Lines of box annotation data
*-*-*

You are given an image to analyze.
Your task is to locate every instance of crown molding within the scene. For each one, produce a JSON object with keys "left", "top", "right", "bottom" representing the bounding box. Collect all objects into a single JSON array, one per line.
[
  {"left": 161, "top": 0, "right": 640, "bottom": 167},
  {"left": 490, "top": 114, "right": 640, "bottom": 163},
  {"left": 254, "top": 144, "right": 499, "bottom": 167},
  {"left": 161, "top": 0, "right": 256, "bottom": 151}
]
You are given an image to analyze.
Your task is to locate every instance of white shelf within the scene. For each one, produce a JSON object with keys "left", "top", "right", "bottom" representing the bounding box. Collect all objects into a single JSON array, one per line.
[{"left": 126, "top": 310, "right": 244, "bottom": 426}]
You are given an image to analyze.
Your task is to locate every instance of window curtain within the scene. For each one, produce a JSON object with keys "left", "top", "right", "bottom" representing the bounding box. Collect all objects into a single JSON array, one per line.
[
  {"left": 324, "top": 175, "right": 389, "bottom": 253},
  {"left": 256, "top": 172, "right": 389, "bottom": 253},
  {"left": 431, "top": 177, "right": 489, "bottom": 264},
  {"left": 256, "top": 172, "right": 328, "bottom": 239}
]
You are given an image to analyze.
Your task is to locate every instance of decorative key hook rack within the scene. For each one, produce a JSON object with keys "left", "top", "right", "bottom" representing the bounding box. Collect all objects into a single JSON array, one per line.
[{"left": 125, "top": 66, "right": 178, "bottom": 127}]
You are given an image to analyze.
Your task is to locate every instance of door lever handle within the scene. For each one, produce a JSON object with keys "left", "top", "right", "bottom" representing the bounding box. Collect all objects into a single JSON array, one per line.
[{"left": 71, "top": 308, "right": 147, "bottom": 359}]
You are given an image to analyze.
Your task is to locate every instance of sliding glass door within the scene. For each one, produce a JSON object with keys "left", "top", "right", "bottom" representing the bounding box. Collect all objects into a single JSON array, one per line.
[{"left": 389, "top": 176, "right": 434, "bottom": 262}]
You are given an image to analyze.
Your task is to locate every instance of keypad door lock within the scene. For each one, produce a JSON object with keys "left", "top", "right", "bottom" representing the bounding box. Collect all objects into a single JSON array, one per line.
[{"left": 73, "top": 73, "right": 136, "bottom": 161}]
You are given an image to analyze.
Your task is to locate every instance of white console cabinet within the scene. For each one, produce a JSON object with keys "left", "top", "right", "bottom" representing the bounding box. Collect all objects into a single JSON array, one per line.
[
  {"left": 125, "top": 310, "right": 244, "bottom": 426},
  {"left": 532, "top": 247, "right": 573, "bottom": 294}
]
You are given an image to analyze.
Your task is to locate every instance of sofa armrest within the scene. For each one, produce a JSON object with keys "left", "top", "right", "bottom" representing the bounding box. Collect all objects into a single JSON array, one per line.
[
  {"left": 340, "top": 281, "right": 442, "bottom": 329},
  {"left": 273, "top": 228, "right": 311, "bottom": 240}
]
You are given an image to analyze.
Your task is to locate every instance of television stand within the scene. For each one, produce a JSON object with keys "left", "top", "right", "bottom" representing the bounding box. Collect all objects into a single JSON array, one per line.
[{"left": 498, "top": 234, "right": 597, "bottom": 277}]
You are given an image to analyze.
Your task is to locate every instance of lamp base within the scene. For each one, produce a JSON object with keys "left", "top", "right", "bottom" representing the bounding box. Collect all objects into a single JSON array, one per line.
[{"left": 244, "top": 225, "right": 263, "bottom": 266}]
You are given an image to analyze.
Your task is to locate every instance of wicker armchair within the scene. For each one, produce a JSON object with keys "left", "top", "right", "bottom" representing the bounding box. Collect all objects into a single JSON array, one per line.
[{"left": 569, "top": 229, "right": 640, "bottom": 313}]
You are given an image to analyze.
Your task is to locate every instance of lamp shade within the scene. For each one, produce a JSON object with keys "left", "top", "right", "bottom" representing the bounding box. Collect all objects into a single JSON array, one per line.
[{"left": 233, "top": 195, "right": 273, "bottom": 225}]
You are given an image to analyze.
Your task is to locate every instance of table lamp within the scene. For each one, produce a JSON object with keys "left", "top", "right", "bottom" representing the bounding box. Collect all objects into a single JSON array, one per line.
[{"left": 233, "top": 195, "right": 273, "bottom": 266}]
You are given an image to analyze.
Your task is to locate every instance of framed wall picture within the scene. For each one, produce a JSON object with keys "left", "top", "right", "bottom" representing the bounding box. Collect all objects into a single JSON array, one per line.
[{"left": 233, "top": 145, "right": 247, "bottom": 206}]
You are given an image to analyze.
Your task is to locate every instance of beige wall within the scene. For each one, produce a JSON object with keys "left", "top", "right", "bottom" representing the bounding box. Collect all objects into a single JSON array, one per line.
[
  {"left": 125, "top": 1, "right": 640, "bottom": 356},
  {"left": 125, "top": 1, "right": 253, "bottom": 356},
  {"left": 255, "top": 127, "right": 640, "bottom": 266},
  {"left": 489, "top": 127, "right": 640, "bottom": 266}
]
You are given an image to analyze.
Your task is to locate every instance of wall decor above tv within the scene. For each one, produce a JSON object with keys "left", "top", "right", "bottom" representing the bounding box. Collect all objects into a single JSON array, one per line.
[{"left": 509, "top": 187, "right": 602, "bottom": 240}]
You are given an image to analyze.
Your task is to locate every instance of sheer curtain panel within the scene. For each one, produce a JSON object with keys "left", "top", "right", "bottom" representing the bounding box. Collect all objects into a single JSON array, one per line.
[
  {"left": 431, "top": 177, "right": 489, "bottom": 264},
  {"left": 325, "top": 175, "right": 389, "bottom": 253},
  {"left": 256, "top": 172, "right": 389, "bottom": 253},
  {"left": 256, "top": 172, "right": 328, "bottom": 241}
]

*-*-*

> _DIRECTIVE_
Count the lines above that contain the string "armrest", treating case as significant, and give only the number.

> _THE RESULT_
1